— BEGIN TEXT SHOWN —
It is important (for the training and generation stages) to distinguish between whether the model copies the original works or merely infers information from them - as copyright does not protect against the latter.

> The first part, collation of source material for training is emphatically not unexplored legal or moral territory.

Similar to as in Authors Guild v. Google, Inc. where Google internally made entire copies of millions of in-copyright books:

> > While Google makes an unauthorized digital copy of the entire book, it does not reveal that digital copy to the public. The copy is made to enable the search functions to reveal limited, important information about the books. With respect to the search function, Google satisfies the third factor test

Or in the ongoing Thomson Reuters v. Ross Intelligence case where the latter used the former's legal headnotes for training a language model:

> > verbatim intermediate copying has consistently been upheld as fair use if the copy is "not reveal[ed] to the public."

That it's an internal transient copy is not inherently a free pass, but it is something the courts take into consideration, as mentioned more explicitly in Sega v. Accolade:

> > Accolade, a commercial competitor of Sega, engaged in wholesale copying of Sega's copyrighted code as a preliminary step in the development of a competing product [yet] where the ultimate (as opposed to direct) use is as limited as it was here, the factor is of very little weight

And, given training a machine learning model is a considerably different purpose than what the images were originally intended for, it's likely to be considered transformative; as in Campbell v. Acuff-Rose Music:

> > The more transformative the new work, the less will be the significance of other factors

Listen, most website and book-authors want to be indexed by google. It brings potential audience their way, so most don’t make use of their _right_ to be de-listed. For these models, there is no plausible benefit to the original creators, and so one has to argue they have _no_ such right to be “de-listed” in order to get any training data currently under copyright.
No one is saying a model is the legal entity. The legal entities are still people and corporations.
Oh come on, you’re being insincere. Wether or not the model is learning from the work just like people is hotly debated as if it would make a difference. Fair use is even brought up. Fair use! Even if it applied, these training sets collate all of everything

I feel like I’m taking crazy pills TBQH
— END TEXT SHOWN —
— BEGIN RAW DATA —
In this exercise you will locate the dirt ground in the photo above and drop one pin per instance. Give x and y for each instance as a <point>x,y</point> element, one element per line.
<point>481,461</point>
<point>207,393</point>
— END RAW DATA —
▸ **EXERCISE PROMPT**: Write out the passage of the copyright thread starting at "And, given training" and ending at "people and corporations.". Draw solely on the copyright thread; the lines play no part.

▸ **RESPONSE TO THE EXERCISE**:
And, given training a machine learning model is a considerably different purpose than what the images were originally intended for, it's likely to be considered transformative; as in Campbell v. Acuff-Rose Music:

> > The more transformative the new work, the less will be the significance of other factors

Listen, most website and book-authors want to be indexed by google. It brings potential audience their way, so most don’t make use of their _right_ to be de-listed. For these models, there is no plausible benefit to the original creators, and so one has to argue they have _no_ such right to be “de-listed” in order to get any training data currently under copyright.
No one is saying a model is the legal entity. The legal entities are still people and corporations.